>>>

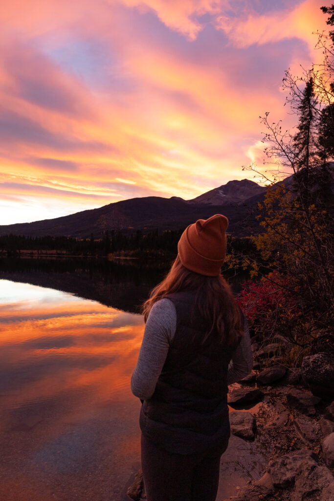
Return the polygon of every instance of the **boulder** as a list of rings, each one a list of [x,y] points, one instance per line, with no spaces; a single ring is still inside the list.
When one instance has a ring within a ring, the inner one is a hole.
[[[228,397],[228,403],[231,407],[256,404],[261,400],[263,396],[262,391],[240,388],[232,390]]]
[[[256,380],[260,384],[269,384],[281,379],[285,375],[286,369],[281,365],[267,367],[257,375]]]
[[[306,416],[313,416],[315,414],[314,405],[318,404],[321,399],[309,391],[292,388],[286,393],[286,400],[290,407]]]
[[[334,478],[328,468],[308,462],[299,465],[290,501],[329,501],[333,496]]]
[[[133,483],[128,489],[127,494],[130,499],[140,499],[143,489],[143,471],[141,468],[138,473],[135,475],[135,479]]]
[[[334,398],[334,356],[316,353],[304,357],[301,365],[304,381],[314,395],[324,399]]]
[[[272,501],[272,489],[252,483],[243,487],[236,495],[231,496],[223,501],[255,501],[255,499]]]
[[[250,383],[255,383],[256,379],[256,374],[254,372],[251,372],[248,376],[240,379],[239,382],[241,384],[249,384]]]
[[[334,432],[323,439],[321,446],[325,463],[328,468],[334,468]]]
[[[297,434],[307,445],[312,444],[318,438],[319,425],[309,417],[296,417],[293,426]]]
[[[334,421],[334,402],[332,402],[330,405],[326,407],[323,417],[326,419],[329,419],[330,421]]]
[[[286,384],[291,384],[295,386],[298,384],[301,379],[301,371],[300,369],[295,369],[291,370],[289,369],[287,374],[287,377],[285,383]]]
[[[254,354],[257,358],[269,358],[275,355],[278,355],[282,349],[282,345],[279,343],[271,343],[264,345]]]
[[[233,435],[246,440],[253,440],[255,438],[256,422],[250,412],[234,411],[230,412],[229,418],[231,433]]]
[[[285,454],[271,461],[268,467],[268,472],[271,476],[275,487],[286,487],[294,480],[299,466],[302,463],[305,464],[315,464],[314,452],[307,449],[295,450]]]
[[[289,416],[289,413],[288,410],[282,411],[278,415],[275,416],[268,421],[263,427],[266,430],[277,430],[285,424]]]
[[[324,437],[326,437],[327,435],[330,435],[334,431],[334,423],[332,421],[329,421],[329,419],[325,419],[324,417],[321,417],[319,421],[319,424]]]

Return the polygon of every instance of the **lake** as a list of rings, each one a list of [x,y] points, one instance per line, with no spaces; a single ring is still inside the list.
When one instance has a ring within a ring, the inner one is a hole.
[[[130,389],[139,306],[163,266],[0,260],[0,498],[125,501],[140,465]],[[257,478],[256,442],[232,437],[218,501]]]

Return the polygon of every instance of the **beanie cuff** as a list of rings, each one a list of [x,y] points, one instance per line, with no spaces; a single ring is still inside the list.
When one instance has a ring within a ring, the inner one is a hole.
[[[207,277],[218,277],[220,274],[225,256],[221,259],[210,259],[199,254],[189,242],[188,237],[189,227],[188,226],[181,235],[177,246],[181,263],[186,268],[195,273]],[[183,244],[183,240],[186,241],[186,245]]]

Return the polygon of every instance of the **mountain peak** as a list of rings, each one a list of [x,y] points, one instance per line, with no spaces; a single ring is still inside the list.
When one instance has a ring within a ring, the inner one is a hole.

<<<

Please render all the rows above as a numbered list, skipping blank lines and leaving out the pictures.

-- CORRECT RESULT --
1. Return the polygon of every instance of the **boulder** as a list of rings, each one a list of [x,y] points, one instance per line, with no spaces; a single ring is still inside the list.
2. When one instance has a ring within a ring, the inner one is a hole.
3. [[[228,397],[228,403],[231,407],[256,404],[261,400],[263,396],[262,391],[240,388],[232,390]]]
4. [[[256,380],[260,384],[269,384],[281,379],[285,375],[286,369],[281,365],[267,367],[257,375]]]
5. [[[306,416],[313,416],[315,414],[314,405],[318,404],[321,399],[309,391],[292,388],[286,393],[286,400],[290,407]]]
6. [[[334,478],[328,468],[308,462],[299,465],[290,501],[329,501],[333,496]]]
7. [[[133,483],[128,489],[127,494],[130,499],[140,499],[143,489],[143,471],[141,468],[138,473],[135,475],[135,479]]]
8. [[[334,398],[334,356],[316,353],[304,357],[301,365],[304,381],[314,395],[324,399]]]
9. [[[272,501],[272,489],[252,483],[243,487],[236,495],[231,496],[223,501],[255,501],[255,499]]]
10. [[[250,383],[255,383],[256,379],[256,374],[254,372],[251,372],[248,376],[240,379],[239,382],[241,384],[249,384]]]
11. [[[334,432],[323,439],[321,446],[325,463],[328,468],[334,468]]]
12. [[[297,434],[307,445],[312,444],[318,438],[319,425],[309,417],[296,417],[293,426]]]
13. [[[334,421],[334,402],[332,402],[330,405],[326,407],[323,417],[326,419],[329,419],[330,421]]]
14. [[[286,384],[291,384],[295,386],[298,384],[301,379],[301,371],[300,369],[295,369],[291,370],[289,369],[287,374],[287,377],[285,383]]]
15. [[[254,354],[257,358],[269,358],[275,355],[278,355],[282,349],[282,345],[279,343],[271,343],[264,345]]]
16. [[[233,435],[246,440],[253,440],[255,438],[256,422],[250,412],[234,411],[230,412],[229,418],[231,433]]]
17. [[[285,454],[271,461],[268,467],[268,472],[271,476],[275,487],[286,487],[294,480],[299,466],[302,463],[305,464],[315,464],[314,452],[307,449],[295,450]]]
18. [[[289,416],[289,413],[288,410],[282,411],[278,415],[275,416],[268,421],[263,427],[266,430],[277,430],[285,424]]]
19. [[[324,437],[326,437],[327,435],[330,435],[334,431],[334,423],[332,421],[329,421],[329,419],[325,419],[324,417],[321,417],[319,421],[319,424]]]
20. Return the polygon of every instance of the **lake** as a list of rings, each one a list of [x,y] points, one instance per line, with no spaces; a single ring is still inside the list.
21. When one instance has a ring within a ring, the inner one is a hole.
22. [[[130,389],[139,306],[163,266],[0,260],[0,498],[125,501],[140,465]],[[257,478],[256,442],[232,437],[218,501]]]
23. Return the polygon of every instance of the **beanie cuff** as a list of rings, each one a list of [x,y] points, one instance per line, with no spaces; a single ring is still inside the list.
24. When one instance has a ring within a ring, the inner one is a hole.
25. [[[207,277],[218,277],[220,274],[225,256],[221,259],[210,259],[199,254],[189,242],[188,237],[189,227],[188,226],[181,235],[177,246],[181,263],[186,268],[195,273]],[[183,244],[183,240],[186,241],[186,245]]]
26. Return the polygon of every instance of the **mountain peak** as a list of rings, each one a list of [x,y] points, one instance per line, with no spaces; a single ring is still inside the list.
27. When one instance has a ring within a ring, the inner one is a hole.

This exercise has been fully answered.